| PAGE EXTRACT |
## Begin

1996 Polish Finals P2
Let $P$ be a point inside a triangle $ABC$ such that $\angle PBC = \angle PCA < \angle PAB$. The line $PB$ meets the circumcircle of triangle $ABC$ at a point $E$ (apart from $B$). The line $CE$ meets the circumcircle of triangle $APE$ at a point $F$ (apart from $E$). Show that the ratio $\frac{\left|APEF\right|}{\left|ABP\right|}$ does not depend on the point $P$, where the notation $\left|P_1P_2...P_n\right|$ stands for the area of an arbitrary polygon $P_1P_2...P_n$.

1996 Polish Finals P4
$ABCD$ is a tetrahedron with $\angle BAC = \angle ACD$ and $\angle ABD = \angle BDC$. Show that $AB = CD$.

1997 Polish Finals P3
In a tetrahedron $ABCD$, the medians of the faces $ABD$, $ACD$, $BCD$ from $D$ make equal angles with the corresponding edges $AB$, $AC$, $BC$. Prove that each of these faces has area less than or equal to the sum of the areas of the other two faces.

1997 Polish Finals P5
$ABCDE$ is a convex pentagon such that $DC = DE$ and $\angle C = \angle E = 90^{\cdot}$. $F$ is a point on the side $AB$ such that $\frac{AF}{BF}= \frac{AE}{BC}$. Show that $\angle FCE = \angle ADE$ and $\angle FEC = \angle BDC$.

## End

| LISTED RECORDS |
## Begin

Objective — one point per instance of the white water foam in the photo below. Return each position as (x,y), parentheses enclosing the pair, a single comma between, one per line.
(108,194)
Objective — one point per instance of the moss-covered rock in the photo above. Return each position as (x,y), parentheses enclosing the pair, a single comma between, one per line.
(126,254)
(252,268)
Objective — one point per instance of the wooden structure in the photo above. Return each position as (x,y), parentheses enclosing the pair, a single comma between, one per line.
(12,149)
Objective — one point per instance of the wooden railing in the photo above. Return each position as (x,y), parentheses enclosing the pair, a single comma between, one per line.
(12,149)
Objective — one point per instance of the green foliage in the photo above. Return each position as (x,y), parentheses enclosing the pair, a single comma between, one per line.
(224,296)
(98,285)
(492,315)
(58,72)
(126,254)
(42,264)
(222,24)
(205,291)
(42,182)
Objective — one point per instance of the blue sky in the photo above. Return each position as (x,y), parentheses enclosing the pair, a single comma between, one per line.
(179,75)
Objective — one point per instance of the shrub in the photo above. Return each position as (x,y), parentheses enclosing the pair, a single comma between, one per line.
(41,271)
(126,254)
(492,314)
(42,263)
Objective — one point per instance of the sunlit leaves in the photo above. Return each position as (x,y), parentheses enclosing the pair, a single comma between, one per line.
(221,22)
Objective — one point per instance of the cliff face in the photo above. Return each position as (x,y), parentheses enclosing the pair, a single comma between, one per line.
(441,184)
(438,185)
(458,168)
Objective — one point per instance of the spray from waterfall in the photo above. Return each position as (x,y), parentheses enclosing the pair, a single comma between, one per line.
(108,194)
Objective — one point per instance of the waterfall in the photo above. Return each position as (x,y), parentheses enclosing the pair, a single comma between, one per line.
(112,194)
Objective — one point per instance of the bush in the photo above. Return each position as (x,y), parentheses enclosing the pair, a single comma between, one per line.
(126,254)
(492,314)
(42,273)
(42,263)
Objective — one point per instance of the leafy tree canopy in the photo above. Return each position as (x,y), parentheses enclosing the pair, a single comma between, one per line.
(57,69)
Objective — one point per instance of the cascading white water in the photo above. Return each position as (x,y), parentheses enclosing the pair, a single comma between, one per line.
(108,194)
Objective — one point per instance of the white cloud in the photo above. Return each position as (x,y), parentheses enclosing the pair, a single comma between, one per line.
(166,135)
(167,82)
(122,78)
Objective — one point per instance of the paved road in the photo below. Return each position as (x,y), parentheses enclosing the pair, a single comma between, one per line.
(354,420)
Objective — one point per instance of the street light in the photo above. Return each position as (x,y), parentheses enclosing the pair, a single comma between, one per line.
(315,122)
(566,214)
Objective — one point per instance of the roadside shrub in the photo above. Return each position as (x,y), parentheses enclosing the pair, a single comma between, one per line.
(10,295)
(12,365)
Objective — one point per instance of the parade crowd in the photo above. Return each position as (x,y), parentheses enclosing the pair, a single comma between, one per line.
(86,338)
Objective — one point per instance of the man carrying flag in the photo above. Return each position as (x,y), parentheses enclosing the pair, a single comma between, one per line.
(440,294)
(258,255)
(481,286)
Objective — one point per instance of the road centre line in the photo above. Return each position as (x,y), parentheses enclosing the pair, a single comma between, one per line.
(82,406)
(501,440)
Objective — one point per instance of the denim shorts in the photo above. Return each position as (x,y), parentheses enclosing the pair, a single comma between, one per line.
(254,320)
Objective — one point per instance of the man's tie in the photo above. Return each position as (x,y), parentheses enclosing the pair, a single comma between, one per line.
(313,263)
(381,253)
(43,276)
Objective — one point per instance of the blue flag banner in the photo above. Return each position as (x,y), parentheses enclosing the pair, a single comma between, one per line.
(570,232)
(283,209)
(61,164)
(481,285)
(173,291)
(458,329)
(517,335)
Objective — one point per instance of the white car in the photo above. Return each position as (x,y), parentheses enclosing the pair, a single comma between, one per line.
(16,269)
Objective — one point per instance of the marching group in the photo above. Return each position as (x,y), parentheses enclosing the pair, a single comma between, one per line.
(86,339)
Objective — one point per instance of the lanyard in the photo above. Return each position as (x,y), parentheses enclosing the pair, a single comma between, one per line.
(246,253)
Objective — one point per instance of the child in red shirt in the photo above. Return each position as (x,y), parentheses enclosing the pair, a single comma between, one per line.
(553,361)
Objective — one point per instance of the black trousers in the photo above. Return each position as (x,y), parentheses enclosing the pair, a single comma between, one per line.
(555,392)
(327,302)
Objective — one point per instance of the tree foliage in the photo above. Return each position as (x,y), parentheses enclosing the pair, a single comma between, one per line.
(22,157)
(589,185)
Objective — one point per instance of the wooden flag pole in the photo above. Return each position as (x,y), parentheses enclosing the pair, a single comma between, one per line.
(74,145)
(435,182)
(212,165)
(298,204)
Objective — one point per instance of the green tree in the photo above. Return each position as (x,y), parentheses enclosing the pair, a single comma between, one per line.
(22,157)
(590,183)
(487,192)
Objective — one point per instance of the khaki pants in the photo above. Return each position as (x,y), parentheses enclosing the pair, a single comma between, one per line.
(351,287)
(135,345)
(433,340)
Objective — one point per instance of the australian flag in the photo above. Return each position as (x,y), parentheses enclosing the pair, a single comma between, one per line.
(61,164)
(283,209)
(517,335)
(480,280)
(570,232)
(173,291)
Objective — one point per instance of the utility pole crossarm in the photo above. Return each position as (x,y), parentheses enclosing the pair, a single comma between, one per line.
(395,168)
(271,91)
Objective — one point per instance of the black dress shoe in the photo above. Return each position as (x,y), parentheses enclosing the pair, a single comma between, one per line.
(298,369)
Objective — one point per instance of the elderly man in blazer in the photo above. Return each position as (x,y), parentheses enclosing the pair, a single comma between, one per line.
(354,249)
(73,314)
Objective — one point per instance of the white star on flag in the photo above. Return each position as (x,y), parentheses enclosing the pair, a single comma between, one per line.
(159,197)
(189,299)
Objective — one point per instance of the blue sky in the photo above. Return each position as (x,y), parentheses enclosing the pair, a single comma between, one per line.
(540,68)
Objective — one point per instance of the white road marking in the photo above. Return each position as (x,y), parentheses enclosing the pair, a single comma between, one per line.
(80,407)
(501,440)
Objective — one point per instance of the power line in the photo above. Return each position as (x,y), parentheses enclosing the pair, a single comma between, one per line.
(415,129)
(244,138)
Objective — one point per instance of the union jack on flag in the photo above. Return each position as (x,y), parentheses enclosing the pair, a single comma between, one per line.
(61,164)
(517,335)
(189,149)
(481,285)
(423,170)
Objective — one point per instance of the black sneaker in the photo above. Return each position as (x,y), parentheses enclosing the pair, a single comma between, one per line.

## End

In the olympiad problem list, what do the vertical bars in the ratio in the 1996 Polish Finals P2 stand for?

The bars around a list of points mean the area of the polygon with those vertices. So |APEF| is the area of quadrilateral APEF and |ABP| is the area of triangle ABP, and the ratio compares these two areas.